Document text.
Doctors strike due to ‘underpaid healthcare’

Sheffield medics have said they ‘can’t go on like this’ as negotiators prepare to meet in London to discuss doctors’ wage claims. 

Doctors stood outside the Royal Hallamshire hospital for three days, protesting for better wages and pleading the government to change their pay. 

The strike action has arisen against a backdrop of growing discontent among junior doctors, who say they have been underpaid, underappreciated and overworked for years.

Daniel Pennells, a graduate in geriatric medicine who was at the protest, said: “I love my job but it’s disheartening. We simply can’t go on like this.” 

Daniel Pennells (second from left) protesting with his colleagues.

Ani Kumar, a communications representative of the BMA, who graduated six years ago, said: “There is no difference of pay from doctors who are in first year to those with eight years of experience.” 

The average salary for a doctor in training has not kept pace with inflation for more than a decade and junior doctors are demanding “pay restoration” from the government to reverse their estimated 26% real terms cut in pay since 2008. 

Dr Pennells said: “It’s not just about money but about being valued and appreciated. We are at a moral low point.”

The BMA has said to achieve its main goal, it would require a 35.3% pay rise, costing around £1.65 billion this financial year.

Requirement 1. Can you repeat the passage of the doctors' strike article between "Daniel Pennells, a" and "this financial year.", inclusive?
Requirement 2. Would you carry on the doctors' strike article from where it stops?

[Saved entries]
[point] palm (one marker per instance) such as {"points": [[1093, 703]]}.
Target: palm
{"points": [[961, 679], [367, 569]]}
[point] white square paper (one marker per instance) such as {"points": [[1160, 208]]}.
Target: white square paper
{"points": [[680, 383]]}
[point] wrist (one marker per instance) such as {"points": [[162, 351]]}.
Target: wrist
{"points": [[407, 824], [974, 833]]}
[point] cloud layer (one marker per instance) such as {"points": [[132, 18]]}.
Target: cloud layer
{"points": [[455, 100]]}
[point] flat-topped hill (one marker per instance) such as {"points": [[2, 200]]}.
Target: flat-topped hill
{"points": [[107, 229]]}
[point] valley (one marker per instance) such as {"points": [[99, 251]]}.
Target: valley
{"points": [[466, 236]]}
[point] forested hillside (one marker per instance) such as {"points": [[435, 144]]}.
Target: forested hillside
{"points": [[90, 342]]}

Written response 1.
Daniel Pennells, a graduate in geriatric medicine who was at the protest, said: “I love my job but it’s disheartening. We simply can’t go on like this.” 

Daniel Pennells (second from left) protesting with his colleagues.

Ani Kumar, a communications representative of the BMA, who graduated six years ago, said: “There is no difference of pay from doctors who are in first year to those with eight years of experience.” 

The average salary for a doctor in training has not kept pace with inflation for more than a decade and junior doctors are demanding “pay restoration” from the government to reverse their estimated 26% real terms cut in pay since 2008. 

Dr Pennells said: “It’s not just about money but about being valued and appreciated. We are at a moral low point.”

The BMA has said to achieve its main goal, it would require a 35.3% pay rise, costing around £1.65 billion this financial year.

Written response 2.
A representative for the BMA said: “Some may think 35% is a lot of money to ask for, however, it’s only a big number because that’s how much has been lost.”

The BMA’s ballot on taking industrial action saw 98% of junior doctors voting to back strike action, with a turnout more than 77%. 

Mr Kumar said: “A change in pay can help staff retention, it can stop doctors leaving their jobs and therefore reduce the pressures on the NHS.”  

Ani Kumar representing the BMA at the protest.

As a result of the strike action, doctors have agreed to have formal talks with the government to try and come up with a suitable solution. 

Tate Nicol, a first year medical student, said: “It fills me with hope that by the time I graduate, doctors will be treated with enough respect to keep the medical staff happy and encouraged to work the standard expected of them.”